Start of EXERCISE TEXT

Speaker of the House of Representatives
- In office 3 November 2013 – 10 December 2020
- Monarch: Abdullah II
- Preceded by: Saad Hayel Srour
- Succeeded by: Abdelmonem Al-Odat

Former Member of the House of Representatives for the National List
- Incumbent
- Assumed office 23 January 2013

Personal details
- Born: 1 January 1954 (age 72) Khalidiyah
- Party: Watan/Homeland
- Children: 4

= Atef Tarawneh =

Jordanian politician

Atef Tarawneh (born 1 January 1954) is a Jordanian politician who has been the Speaker of Jordan's House of Representatives from 3 November 2013 to 10 December 2020. He was a member of the House of Representatives from 2003 to 2020.

==Early life==
Tarawneh was born in Khalidiyah, Karak Governorate in 1954. He went to primary school in Khalidiyah and Moab. He followed his secondary education in Al-Karak. He studied civil engineering in Greece. From 1981 to 1983 he worked as an engineer in Saudi Arabia. Tarawneh then returned to Jordan and worked as engineering director of the municipalities of Ma'an, Zarqa and Balqa before having that position in Amman from 1984 to 1994. Tarawneh then turned to private business.

End of EXERCISE TEXT

### EXERCISE REQUIREMENTS:
a. In the text about Atef Tarawneh, where did he study civil engineering?
b. Please copy out the passage of the Atef Tarawneh text from "Atef Tarawneh (born" up to and including "to private business.".
c. Write the next part of the Atef Tarawneh biography, starting after its final sentence.

Start of MATERIAL PROVIDED

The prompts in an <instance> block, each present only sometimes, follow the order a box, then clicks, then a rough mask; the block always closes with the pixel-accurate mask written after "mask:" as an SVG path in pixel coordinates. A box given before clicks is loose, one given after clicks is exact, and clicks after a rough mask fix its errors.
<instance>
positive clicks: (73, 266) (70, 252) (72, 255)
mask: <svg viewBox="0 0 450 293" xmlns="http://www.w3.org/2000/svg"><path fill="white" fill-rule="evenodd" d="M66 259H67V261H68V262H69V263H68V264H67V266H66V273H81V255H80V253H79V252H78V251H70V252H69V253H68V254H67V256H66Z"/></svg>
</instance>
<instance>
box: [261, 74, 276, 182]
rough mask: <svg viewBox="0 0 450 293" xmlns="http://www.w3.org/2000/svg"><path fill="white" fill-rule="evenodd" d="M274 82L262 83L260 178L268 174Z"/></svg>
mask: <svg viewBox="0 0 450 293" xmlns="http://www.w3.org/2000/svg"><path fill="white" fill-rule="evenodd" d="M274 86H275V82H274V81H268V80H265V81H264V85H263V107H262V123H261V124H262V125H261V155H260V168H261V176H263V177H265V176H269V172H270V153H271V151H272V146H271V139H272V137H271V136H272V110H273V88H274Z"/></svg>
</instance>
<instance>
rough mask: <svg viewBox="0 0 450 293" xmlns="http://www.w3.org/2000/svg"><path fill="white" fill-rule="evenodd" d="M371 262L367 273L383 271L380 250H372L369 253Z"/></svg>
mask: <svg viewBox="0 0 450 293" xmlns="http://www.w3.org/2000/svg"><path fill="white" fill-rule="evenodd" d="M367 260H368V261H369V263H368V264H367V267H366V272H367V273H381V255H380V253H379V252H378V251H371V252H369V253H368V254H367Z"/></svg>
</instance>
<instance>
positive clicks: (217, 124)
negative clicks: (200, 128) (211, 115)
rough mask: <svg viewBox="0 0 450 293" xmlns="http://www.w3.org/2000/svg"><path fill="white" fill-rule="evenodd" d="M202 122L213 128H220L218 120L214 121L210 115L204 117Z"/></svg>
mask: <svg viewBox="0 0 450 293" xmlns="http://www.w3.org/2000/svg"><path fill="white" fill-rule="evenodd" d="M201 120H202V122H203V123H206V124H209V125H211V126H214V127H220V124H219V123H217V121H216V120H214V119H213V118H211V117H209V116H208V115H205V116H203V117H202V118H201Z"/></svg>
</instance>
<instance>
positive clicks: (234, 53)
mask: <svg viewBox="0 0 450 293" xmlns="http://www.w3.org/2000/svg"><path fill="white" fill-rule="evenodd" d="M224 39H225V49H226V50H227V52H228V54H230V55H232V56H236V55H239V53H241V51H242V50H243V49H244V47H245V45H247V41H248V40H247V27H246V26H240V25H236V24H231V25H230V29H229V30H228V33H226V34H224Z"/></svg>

End of MATERIAL PROVIDED
Start of MATERIAL PROVIDED

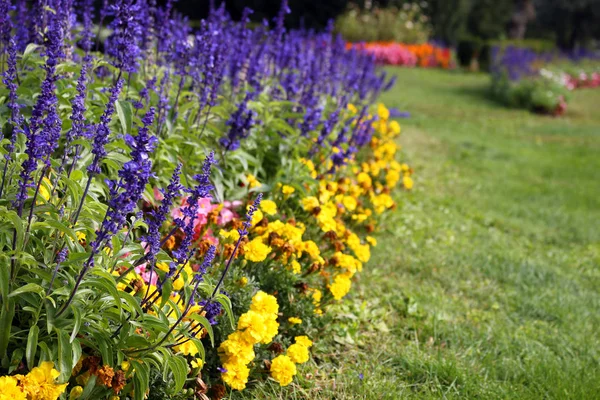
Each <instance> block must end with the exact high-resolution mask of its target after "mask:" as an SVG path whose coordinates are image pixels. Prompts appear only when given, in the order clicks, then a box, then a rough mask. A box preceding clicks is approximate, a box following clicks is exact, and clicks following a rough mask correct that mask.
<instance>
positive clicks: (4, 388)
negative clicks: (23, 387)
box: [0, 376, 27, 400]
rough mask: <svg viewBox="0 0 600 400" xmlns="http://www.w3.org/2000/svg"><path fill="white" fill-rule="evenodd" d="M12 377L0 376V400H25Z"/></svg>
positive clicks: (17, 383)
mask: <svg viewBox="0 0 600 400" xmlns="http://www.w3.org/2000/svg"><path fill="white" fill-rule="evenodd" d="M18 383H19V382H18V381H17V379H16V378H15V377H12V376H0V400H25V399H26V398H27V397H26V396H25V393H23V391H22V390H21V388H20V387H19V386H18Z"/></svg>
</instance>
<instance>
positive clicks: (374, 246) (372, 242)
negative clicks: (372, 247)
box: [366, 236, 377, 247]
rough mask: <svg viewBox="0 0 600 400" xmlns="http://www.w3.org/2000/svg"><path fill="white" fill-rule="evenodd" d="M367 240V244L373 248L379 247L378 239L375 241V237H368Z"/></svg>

End of MATERIAL PROVIDED

### ANSWER SECTION:
a. Greece.

b.
Atef Tarawneh (born 1 January 1954) is a Jordanian politician who has been the Speaker of Jordan's House of Representatives from 3 November 2013 to 10 December 2020. He was a member of the House of Representatives from 2003 to 2020.

==Early life==
Tarawneh was born in Khalidiyah, Karak Governorate in 1954. He went to primary school in Khalidiyah and Moab. He followed his secondary education in Al-Karak. He studied civil engineering in Greece. From 1981 to 1983 he worked as an engineer in Saudi Arabia. Tarawneh then returned to Jordan and worked as engineering director of the municipalities of Ma'an, Zarqa and Balqa before having that position in Amman from 1984 to 1994. Tarawneh then turned to private business.

c.
==Political career==
Tarawneh was first elected in the 2003 Jordanian general election. He was subsequently part of the 14th, 15th, and 16th Parliaments, serving in the House of Representatives. He also served as Deputy Speaker of the House at one point. In February 2011, while he was Deputy Speaker, he criticized the government's decision to strip Jordanian citizenship from some Jordanians with Palestinian origin on claims that it supported the Palestinian people and their goal of a state. The idea behind the government policy was said to be to protect the Palestinian identity. Tarawneh revealed that several high-ranking Palestinian leaders and negotiators had received Jordanian citizenship during the same period. He claimed that the policy was contradictory and that it undermined national unity.

Tarawneh led the party Nation List in the Jordanian general election in 2013. The list comprised native Jordanians and Jordanians of Palestinian descent. The list, referred to as Watan or Homeland, received 94682 votes in the election and thereby earned two seats, which went to Tarawneh and Khamis Atiyeh.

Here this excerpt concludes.